- Exercise passage:
====================

In addition, we found that there was a lack of literature in this area originating from southeast Asia. Hence, in August 2018, a special interest group of ophthalmologists representing the ten member countries of the Association of Southeast Asian Nations (ASEAN) documented regulations of colour vision with regard to driving in their respective countries.11 Among the ten members of ASEAN, Brunei was not represented during the meeting, however, requirements on driving specific to Brunei were added retrospectively. The details of the current regulations in these ASEAN countries are summarised below and compared with current global regulations and any recent updates were included in 2022.
Results
Existing regulations for obtaining a driving license
In most countries, colour vision deficiency does not preclude an individual from obtaining a driving license for either private or commercial vehicles (Table 1). In China, individuals with daltonism are advised not to drive but no specific colour vision tests are required to be performed to acquire a driving license. In Taiwan and for commercial licenses in Canada, there is a basic requirement to be able to distinguish red, green and amber lights similar to Singapore. Driving license regulations in the USA vary in different states, with only 13 out of the 51 states with colour vision requirements (Table 2). Of the states in the USA that have colour vision requirements, different assessment tools are used such as the Stereo Optical Optec 1000 and the Keystone view colour vision tests. The Keystone view test presents three balls, each with double digits, and requires the user to read two balls correctly to pass. The Stereo Optical Optec 1000 requires the user to identify accurately the direction that the letter ‘E’ is pointing, in five out of eight blocks. These requirements mainly applied to commercial drivers only, specifically vehicles intended to transport passengers or property. Prospective drivers from countries in South America can qualify for driving with the International Driving Permit (IDP) obtained from the American Automobile Association (AAA),23 which requires a valid United States driving license. Member states of the European Union have their individual driving license requirements, but the European Union regulations can potentially overrule these. Based on the European Union standards, the European Commission for driving licenses excluded colour vision requirements since its First Council Directive in 1980.38 Of its member states, Poland still has colour vision requirements for commercial drivers, with the requirement to correctly identify red, green and yellow colours.16 The United Kingdom Driver and Vehicle Licensing Agency (DVLA) did not include colour vision requirements as one of the prerequisites for obtaining a driving license.14 There were also no colour vision requirements for driving license applications in South Africa.24
Table 1.
Global colour vision requirements for obtaining a driving license (except the USA and Southeast Asia).

====================

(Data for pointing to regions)
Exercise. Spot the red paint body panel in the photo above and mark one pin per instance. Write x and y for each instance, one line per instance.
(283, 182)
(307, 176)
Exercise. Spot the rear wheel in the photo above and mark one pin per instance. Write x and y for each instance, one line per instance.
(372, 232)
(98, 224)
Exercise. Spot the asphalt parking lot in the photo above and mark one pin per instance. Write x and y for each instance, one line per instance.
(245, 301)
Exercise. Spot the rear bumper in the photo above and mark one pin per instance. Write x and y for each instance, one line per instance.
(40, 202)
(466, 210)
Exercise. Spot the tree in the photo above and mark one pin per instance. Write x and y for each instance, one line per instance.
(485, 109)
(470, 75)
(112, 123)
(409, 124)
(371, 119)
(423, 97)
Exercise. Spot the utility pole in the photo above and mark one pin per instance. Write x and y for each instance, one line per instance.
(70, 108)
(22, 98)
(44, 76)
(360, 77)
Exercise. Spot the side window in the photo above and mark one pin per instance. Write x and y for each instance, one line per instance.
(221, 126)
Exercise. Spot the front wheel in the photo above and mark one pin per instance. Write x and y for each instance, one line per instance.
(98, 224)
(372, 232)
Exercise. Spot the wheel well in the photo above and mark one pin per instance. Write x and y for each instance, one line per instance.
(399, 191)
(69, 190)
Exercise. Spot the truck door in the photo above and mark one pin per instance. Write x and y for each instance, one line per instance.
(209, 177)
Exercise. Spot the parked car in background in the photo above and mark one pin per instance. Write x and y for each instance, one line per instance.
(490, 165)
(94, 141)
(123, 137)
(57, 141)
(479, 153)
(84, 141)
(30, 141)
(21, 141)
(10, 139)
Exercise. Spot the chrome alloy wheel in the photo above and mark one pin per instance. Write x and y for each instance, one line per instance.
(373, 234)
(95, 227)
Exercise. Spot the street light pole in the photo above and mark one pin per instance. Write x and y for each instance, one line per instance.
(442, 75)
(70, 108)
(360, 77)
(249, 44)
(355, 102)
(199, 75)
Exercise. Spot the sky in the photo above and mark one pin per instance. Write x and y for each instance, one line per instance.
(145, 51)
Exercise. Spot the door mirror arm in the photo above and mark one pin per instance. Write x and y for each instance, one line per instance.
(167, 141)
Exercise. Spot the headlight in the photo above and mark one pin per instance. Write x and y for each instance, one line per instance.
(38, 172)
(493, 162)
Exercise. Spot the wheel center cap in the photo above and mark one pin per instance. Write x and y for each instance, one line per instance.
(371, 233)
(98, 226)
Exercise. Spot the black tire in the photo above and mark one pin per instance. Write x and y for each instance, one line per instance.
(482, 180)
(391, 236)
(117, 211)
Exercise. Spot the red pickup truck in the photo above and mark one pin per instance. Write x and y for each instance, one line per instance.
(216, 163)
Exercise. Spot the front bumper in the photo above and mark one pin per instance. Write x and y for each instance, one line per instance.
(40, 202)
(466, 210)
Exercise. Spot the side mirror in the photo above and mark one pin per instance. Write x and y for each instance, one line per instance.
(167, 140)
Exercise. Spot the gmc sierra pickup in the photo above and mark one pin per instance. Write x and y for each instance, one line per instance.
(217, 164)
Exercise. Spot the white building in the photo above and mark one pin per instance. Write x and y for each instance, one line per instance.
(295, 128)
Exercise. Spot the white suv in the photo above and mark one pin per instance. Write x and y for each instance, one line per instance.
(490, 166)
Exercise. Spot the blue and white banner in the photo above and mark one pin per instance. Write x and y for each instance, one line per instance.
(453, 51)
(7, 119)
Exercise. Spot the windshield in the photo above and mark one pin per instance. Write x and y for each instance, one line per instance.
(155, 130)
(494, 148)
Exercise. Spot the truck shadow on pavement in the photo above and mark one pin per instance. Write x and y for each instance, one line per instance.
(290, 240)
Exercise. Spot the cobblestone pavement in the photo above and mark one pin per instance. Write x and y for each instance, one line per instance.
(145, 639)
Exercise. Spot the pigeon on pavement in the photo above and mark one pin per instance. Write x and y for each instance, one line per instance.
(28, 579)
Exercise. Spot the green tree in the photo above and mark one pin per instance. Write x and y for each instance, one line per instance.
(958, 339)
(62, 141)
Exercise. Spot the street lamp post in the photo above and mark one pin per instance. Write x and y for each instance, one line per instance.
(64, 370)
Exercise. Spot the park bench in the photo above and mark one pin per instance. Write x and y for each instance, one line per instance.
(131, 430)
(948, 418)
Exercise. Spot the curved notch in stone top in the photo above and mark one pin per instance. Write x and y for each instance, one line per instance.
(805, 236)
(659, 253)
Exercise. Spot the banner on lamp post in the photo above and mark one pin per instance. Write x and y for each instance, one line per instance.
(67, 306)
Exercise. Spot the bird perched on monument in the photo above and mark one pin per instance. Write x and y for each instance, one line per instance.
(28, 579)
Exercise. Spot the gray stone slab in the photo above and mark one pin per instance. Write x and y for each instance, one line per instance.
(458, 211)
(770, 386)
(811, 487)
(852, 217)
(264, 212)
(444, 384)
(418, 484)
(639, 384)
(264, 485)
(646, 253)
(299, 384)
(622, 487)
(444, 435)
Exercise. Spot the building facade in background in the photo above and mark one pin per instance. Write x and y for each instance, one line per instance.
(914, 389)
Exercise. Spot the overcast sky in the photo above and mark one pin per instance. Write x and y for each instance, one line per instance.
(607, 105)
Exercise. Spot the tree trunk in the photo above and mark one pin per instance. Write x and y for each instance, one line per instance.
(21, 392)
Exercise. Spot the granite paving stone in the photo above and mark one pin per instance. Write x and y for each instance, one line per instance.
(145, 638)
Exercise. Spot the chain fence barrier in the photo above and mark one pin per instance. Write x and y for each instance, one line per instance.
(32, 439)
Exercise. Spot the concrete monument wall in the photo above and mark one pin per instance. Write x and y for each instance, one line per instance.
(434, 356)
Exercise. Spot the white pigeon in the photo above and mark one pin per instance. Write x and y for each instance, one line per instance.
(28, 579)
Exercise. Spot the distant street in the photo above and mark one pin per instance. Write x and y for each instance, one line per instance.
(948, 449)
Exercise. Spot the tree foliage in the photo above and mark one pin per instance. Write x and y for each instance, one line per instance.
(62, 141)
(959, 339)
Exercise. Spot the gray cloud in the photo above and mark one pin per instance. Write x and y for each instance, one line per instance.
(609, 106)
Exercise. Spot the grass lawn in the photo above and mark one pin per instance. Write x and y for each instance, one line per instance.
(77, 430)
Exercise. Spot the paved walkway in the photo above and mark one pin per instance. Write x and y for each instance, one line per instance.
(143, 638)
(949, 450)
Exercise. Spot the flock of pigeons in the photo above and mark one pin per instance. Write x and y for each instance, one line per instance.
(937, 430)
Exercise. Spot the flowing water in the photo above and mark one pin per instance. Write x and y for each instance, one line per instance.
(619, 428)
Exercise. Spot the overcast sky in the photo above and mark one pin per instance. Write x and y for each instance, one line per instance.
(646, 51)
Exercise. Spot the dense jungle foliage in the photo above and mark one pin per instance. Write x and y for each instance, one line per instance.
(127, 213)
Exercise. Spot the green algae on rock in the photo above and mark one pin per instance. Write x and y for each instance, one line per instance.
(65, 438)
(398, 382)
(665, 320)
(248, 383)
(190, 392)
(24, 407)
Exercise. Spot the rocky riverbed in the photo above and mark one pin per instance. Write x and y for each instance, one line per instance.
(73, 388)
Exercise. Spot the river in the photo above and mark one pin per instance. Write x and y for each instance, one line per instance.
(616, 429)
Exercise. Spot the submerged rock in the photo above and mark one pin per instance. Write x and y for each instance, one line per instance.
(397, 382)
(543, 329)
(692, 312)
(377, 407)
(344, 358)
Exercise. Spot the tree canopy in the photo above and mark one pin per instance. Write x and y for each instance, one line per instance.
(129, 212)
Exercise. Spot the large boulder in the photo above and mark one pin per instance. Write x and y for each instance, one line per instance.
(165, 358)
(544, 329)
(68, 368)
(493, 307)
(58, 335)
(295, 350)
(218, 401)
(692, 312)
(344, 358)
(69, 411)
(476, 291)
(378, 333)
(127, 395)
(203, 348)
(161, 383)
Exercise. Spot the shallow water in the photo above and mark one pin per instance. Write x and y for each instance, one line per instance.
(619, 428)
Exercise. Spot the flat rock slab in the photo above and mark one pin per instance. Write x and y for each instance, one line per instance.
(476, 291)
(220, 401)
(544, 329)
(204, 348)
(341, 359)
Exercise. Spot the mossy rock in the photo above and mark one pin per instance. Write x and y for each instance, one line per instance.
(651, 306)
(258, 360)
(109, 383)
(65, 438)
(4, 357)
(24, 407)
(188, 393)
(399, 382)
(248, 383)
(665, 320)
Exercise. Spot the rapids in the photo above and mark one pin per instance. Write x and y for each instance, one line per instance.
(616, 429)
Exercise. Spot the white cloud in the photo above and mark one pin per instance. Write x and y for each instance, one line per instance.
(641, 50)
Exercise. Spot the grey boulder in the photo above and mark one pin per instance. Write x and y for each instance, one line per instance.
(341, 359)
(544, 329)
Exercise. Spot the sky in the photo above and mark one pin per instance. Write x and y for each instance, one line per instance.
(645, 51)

====================

- Your instructions:
What does the driving license passage say a user must do to pass the Keystone view test? Please answer using only the driving license passage.

- Written response:
Read two of the three balls correctly.